__Source text__:
═══

Boston is one little man who goes against the odds. He was conceived from luvin 5 days before I should have been fertile, along with only 5% of other babies he was born on his due date and like only 1 in about 15,000 he has Metopic Craniosynostosis (still trying to pronounce that one).
What does that mean exactly…in simple terms at some point during his time in my belly the two bones that form Boston’s forehead fused together. This would not happen to most children until they reach around six years old. For Mr B it means a ridge runs vertically on his forehead, his eyes a slightly closer together, his right eye has trouble opening and his head is taller but smaller in circumference. That is the outside, on the inside his brain has a little less room then most babies his age and his bones are slightly different in shape.

═══

__Task brief__:
Transcribe the stretch of the passage about Boston's condition from "Boston is one" through "pronounce that one).".

═══

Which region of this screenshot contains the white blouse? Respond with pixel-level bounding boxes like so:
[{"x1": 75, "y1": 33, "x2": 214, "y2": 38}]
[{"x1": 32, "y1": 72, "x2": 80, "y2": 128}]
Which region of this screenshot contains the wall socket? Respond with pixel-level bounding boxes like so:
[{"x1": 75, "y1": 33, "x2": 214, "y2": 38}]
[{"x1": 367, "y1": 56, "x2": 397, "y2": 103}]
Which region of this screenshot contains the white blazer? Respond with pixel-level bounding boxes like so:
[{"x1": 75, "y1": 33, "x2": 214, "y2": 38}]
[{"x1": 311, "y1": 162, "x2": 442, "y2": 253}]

═══

__Exercise solution__:
Boston is one little man who goes against the odds. He was conceived from luvin 5 days before I should have been fertile, along with only 5% of other babies he was born on his due date and like only 1 in about 15,000 he has Metopic Craniosynostosis (still trying to pronounce that one).